- Given data -
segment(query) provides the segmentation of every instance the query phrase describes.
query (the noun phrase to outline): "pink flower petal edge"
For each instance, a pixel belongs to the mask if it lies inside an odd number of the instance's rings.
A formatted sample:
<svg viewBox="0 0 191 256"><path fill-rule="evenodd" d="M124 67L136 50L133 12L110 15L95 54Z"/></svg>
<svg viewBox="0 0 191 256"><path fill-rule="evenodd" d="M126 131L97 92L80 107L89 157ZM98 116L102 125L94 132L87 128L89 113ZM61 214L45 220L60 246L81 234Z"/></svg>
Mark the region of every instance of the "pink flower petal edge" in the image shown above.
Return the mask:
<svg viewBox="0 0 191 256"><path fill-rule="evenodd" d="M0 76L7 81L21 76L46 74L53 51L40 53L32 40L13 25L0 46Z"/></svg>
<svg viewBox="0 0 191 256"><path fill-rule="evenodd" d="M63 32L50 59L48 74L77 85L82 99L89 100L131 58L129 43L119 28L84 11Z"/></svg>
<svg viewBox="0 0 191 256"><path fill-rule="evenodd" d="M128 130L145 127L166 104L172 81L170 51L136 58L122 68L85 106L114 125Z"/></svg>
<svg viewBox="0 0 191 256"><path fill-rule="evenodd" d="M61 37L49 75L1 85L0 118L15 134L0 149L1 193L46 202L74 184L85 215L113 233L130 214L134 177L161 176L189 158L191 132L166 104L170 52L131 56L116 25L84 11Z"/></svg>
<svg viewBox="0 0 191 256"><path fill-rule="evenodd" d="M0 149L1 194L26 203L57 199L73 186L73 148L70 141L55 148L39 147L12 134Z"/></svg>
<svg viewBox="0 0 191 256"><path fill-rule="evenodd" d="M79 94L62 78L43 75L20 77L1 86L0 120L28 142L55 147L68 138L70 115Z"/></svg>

- Problem description -
Rewrite all of the entries above, changing every occurrence of "pink flower petal edge" to "pink petal outline" and keeping everything else the same.

- Written answer -
segment(query) provides the segmentation of every instance the query phrase describes.
query (the noun phrase to outline): "pink petal outline"
For each instance, a pixel belongs to the mask if it lies inside an odd number of the instance's rings.
A formatted sample:
<svg viewBox="0 0 191 256"><path fill-rule="evenodd" d="M124 67L136 50L133 12L110 15L95 54Z"/></svg>
<svg viewBox="0 0 191 256"><path fill-rule="evenodd" d="M126 131L97 92L80 107L89 157ZM98 116L102 125L94 132L87 128L89 113ZM61 214L45 220L60 246L81 234Z"/></svg>
Mark the region of every instance of the "pink petal outline" in the image shown above.
Return the mask:
<svg viewBox="0 0 191 256"><path fill-rule="evenodd" d="M0 76L7 81L21 76L46 74L53 51L40 53L32 40L13 25L0 46Z"/></svg>
<svg viewBox="0 0 191 256"><path fill-rule="evenodd" d="M63 32L50 59L48 74L77 85L82 99L89 100L131 58L129 43L119 28L84 11Z"/></svg>
<svg viewBox="0 0 191 256"><path fill-rule="evenodd" d="M128 130L145 127L166 104L172 81L170 51L136 58L122 68L85 106L114 125Z"/></svg>
<svg viewBox="0 0 191 256"><path fill-rule="evenodd" d="M61 37L49 75L1 85L0 118L15 134L0 149L1 193L46 202L74 184L85 215L113 233L130 214L134 177L161 176L189 158L191 132L166 104L170 52L131 56L116 25L84 11Z"/></svg>
<svg viewBox="0 0 191 256"><path fill-rule="evenodd" d="M0 149L1 194L26 203L57 199L73 186L73 148L70 141L55 148L39 147L12 134Z"/></svg>
<svg viewBox="0 0 191 256"><path fill-rule="evenodd" d="M79 94L62 78L43 75L20 77L1 86L0 120L28 142L55 147L68 138L70 115Z"/></svg>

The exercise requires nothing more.